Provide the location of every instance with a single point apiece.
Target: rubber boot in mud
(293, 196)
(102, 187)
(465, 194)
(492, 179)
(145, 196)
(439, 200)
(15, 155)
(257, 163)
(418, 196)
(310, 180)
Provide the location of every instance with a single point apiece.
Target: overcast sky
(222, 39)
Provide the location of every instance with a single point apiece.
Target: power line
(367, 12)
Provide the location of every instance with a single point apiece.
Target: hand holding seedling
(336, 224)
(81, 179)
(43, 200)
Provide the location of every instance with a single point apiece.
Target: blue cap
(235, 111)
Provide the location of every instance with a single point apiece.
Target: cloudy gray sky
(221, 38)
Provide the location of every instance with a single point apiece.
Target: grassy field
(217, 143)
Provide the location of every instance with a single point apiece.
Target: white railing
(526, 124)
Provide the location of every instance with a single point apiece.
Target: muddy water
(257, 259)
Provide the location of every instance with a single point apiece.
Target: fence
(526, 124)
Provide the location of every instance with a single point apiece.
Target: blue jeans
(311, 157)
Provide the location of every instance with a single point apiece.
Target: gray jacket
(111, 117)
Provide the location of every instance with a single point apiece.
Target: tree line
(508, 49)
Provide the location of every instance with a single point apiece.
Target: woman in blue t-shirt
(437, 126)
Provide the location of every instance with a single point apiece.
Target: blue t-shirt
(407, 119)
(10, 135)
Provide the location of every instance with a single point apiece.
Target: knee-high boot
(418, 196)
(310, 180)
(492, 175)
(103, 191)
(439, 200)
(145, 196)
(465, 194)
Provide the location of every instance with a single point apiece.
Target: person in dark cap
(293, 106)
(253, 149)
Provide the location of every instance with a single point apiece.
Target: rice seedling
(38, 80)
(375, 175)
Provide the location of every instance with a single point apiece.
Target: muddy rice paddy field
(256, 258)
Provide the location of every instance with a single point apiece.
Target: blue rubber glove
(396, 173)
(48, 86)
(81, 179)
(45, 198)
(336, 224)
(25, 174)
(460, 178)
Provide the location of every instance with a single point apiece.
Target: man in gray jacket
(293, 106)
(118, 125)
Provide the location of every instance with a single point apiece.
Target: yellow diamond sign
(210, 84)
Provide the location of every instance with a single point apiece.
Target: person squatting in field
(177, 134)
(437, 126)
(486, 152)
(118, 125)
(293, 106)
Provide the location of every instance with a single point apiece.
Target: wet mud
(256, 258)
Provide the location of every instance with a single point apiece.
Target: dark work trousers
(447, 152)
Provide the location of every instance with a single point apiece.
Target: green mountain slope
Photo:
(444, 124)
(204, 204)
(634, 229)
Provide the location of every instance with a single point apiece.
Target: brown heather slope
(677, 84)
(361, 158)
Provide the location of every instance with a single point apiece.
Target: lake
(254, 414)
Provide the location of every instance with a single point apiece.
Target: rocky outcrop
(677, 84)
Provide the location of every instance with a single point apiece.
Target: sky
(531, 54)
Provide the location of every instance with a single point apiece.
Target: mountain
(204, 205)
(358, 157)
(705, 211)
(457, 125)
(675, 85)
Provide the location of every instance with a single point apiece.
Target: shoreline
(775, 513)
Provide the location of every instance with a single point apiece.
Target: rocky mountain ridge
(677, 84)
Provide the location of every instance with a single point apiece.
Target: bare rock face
——————
Repeat exactly, and only, the lines from the one containing "Target: shoreline" through the end of the material.

• _PROBLEM SOLUTION_
Target: shoreline
(775, 513)
Provide the location of every instance with a single point apiece.
Target: rocky mountain ridge
(677, 84)
Provide the location of every instance with a single point apiece.
Target: bare rock face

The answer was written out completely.